(Éléments enregistrés du jeu de données)
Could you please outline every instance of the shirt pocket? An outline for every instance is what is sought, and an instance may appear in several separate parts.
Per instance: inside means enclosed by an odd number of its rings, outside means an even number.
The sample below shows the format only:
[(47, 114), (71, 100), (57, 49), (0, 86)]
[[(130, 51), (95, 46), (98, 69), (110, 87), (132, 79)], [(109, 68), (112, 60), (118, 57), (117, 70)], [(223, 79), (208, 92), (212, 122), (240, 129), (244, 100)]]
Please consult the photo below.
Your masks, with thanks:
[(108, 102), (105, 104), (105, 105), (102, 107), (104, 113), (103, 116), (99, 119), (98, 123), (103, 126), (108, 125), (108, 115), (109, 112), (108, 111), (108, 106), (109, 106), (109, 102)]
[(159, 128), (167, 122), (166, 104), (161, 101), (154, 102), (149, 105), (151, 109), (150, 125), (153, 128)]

### DÉFI
Extrayez, s'il vous plaît, toutes les lignes des enregistrements ci-dessus et recopiez-les sans rien y changer.

### CORRIGÉ
Could you please outline every instance of the shirt pocket? An outline for every instance is what is sought, and an instance may appear in several separate parts.
Per instance: inside means enclosed by an odd number of its rings, outside means an even number.
The sample below shows the format only:
[(47, 114), (71, 100), (57, 49), (0, 86)]
[[(130, 51), (95, 46), (98, 69), (110, 87), (132, 79)], [(109, 68), (112, 60), (118, 57), (117, 70)], [(223, 79), (208, 92), (212, 122), (240, 129), (244, 100)]]
Please consult the photo below.
Your masks, with thanks:
[(108, 102), (105, 104), (105, 105), (102, 107), (104, 113), (103, 116), (99, 119), (98, 123), (103, 126), (108, 125), (108, 115), (109, 112), (108, 111), (108, 106), (109, 106), (109, 102)]
[(159, 128), (167, 122), (166, 104), (161, 101), (154, 102), (149, 105), (151, 109), (150, 125), (153, 128)]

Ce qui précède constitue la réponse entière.